__Tarefa proposta 1__: Indique se cada afirmação abaixo está de acordo com o texto-fonte, respondendo sim ou não e citando literalmente as palavras do texto que decidem a questão. (a) O texto manda exibir nas primeiras páginas dos jornais as infrações praticadas por criança ou adolescente. (b) O texto afirma que a violência atribuída a crianças e adolescentes é frequente. (c) O texto recomenda promover campanhas para a colocação em família substituta.
__Tarefa proposta 2__: Reproduza fielmente o trecho do texto-fonte que começa nas palavras "Tudo que você" e termina após as palavras "como o outro.".

__Texto-fonte__:
Exiba sempre, nas primeiras páginas dos jornais, toda e qualquer infração
praticada por criança ou adolescente, ainda que essa violência a eles atribuída
seja uma raridade. Repita, sempre, nos maiores jornais e emissoras de televisão
que ela é uma perigosa assassina, responsável por toda a violência existente no
país. Nunca admita a efetivação dos preceitos constitucionais que lhe garantem
direitos fundamentais que são costumeiramente desrespeitados pela família, pelo
Estado e pela sociedade. Nunca diga que ela é vítima da omissão e da ausência
de políticas básicas; isso pode ser considerado demagogia e a até acusarem você
de defensor dos direitos humanos, o que é um conceito pejorativo no meio dos
humanos.
Com uma campanha desse tipo, garante-se que os verdadeiros
bandidos e mafiosos ficarão em segundo plano. Corruptos fraudadores, ladrões do
dinheiro público só merecem publicidade uma vez ou outra para disfarçar. A
ênfase maior deve ser dada ao “pivete”, “trombadinha” e “dimenor”.
Nunca deixe que se faça uma campanha para a colocação em
família substituta: isso pode reduzir em muito o exército dos excluídos e
considerar mais uma forma desleal de competição com nossos “mauricinhos” e
“patricinhas”.
Tudo que você proíbe a essas crianças estimule aos outros
adolescentes. Deixe que frequentem boates promíscuas onde podem exercitar suas
carências afetivas agredindo os outros e usando drogas. Lá a venda de bebidas
alcoólicas é livre para adolescentes abastados. O sexo é livre e sem limites.
Nossos filhos precisam aprender a serem “homens” desde cedo. O acesso às drogas
é permitido e até estimulado. Deixe que essa criança perceba que existe essa
diferença no tratamento aos cidadãos que vivem sob a mesma lei. Isso servirá
para aumentar as diferenças sociais, o ódio e a frustração de não poder ser
tratada como o outro.

__Material apresentado__:
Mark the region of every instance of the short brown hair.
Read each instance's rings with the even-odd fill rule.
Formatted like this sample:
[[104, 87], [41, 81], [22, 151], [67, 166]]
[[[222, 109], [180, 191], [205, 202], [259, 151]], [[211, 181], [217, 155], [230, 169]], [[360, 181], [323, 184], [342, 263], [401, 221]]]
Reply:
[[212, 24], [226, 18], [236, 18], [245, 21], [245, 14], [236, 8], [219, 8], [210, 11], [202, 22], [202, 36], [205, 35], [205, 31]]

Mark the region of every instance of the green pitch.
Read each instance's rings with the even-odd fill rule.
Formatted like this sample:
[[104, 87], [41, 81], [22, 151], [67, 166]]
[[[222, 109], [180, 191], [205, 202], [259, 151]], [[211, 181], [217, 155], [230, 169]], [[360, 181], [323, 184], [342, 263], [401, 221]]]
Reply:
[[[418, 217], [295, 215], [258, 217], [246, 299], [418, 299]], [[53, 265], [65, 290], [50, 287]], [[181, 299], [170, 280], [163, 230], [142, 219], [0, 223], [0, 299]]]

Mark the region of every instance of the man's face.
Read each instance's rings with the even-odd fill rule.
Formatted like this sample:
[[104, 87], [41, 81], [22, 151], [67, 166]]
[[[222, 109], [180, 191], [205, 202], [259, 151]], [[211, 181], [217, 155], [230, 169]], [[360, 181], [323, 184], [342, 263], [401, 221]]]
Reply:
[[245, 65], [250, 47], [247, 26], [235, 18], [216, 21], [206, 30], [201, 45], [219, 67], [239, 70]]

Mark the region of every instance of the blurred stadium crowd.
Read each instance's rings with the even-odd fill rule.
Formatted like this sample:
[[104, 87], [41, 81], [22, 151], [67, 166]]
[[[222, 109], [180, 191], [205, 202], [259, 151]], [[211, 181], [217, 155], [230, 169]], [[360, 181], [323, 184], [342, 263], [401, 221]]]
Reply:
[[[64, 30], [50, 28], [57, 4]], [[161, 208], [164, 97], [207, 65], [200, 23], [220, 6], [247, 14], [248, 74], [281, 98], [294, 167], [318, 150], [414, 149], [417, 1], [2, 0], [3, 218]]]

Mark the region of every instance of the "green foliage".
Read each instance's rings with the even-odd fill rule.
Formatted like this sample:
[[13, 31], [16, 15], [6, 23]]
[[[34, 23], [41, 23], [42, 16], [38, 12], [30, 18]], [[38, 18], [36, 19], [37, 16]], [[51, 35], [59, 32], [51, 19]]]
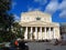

__Resolução 1__:
(a) Sim: "Exiba sempre, nas primeiras páginas dos jornais, toda e qualquer infração praticada por criança ou adolescente".
(b) Não: "ainda que essa violência a eles atribuída seja uma raridade".
(c) Não: "Nunca deixe que se faça uma campanha para a colocação em família substituta".

__Resolução 2__:
Tudo que você proíbe a essas crianças estimule aos outros
adolescentes. Deixe que frequentem boates promíscuas onde podem exercitar suas
carências afetivas agredindo os outros e usando drogas. Lá a venda de bebidas
alcoólicas é livre para adolescentes abastados. O sexo é livre e sem limites.
Nossos filhos precisam aprender a serem “homens” desde cedo. O acesso às drogas
é permitido e até estimulado. Deixe que essa criança perceba que existe essa
diferença no tratamento aos cidadãos que vivem sob a mesma lei. Isso servirá
para aumentar as diferenças sociais, o ódio e a frustração de não poder ser
tratada como o outro.